_RECORDS FOR PROCESSING_.
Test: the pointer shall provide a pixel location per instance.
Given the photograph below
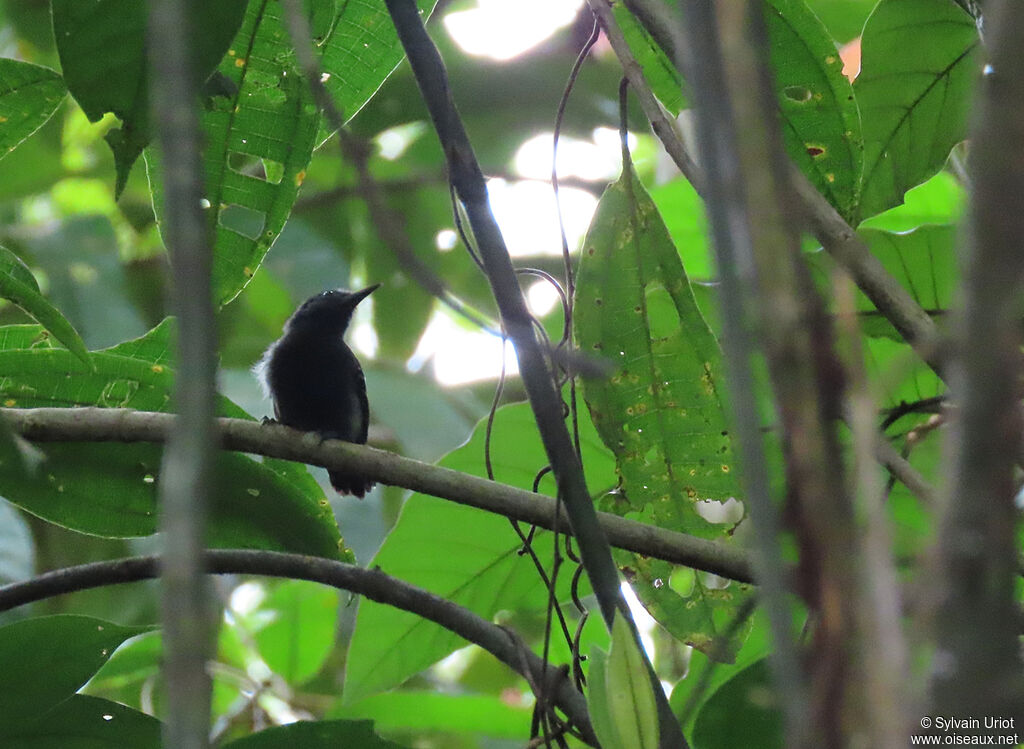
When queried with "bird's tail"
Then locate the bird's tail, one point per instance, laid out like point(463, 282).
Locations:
point(357, 486)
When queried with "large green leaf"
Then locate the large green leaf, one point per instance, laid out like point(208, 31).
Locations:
point(659, 412)
point(29, 95)
point(260, 130)
point(658, 71)
point(820, 120)
point(913, 91)
point(315, 735)
point(102, 51)
point(359, 49)
point(44, 661)
point(461, 553)
point(744, 711)
point(88, 722)
point(924, 261)
point(436, 711)
point(18, 285)
point(110, 489)
point(299, 638)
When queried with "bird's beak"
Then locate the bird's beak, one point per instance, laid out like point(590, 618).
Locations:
point(358, 296)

_WHAT THE EXERCISE ASKS_. Return in full each row above that contains the word "laid". Case counts.

_RESULT FOR THIS EXERCISE_.
Then locate the bird's tail, one point per instance, laid out like point(463, 282).
Then locate the large green leaf, one point per instance, laid out like point(208, 31).
Then locate the bird's beak, one point per instance, laid out like point(590, 618).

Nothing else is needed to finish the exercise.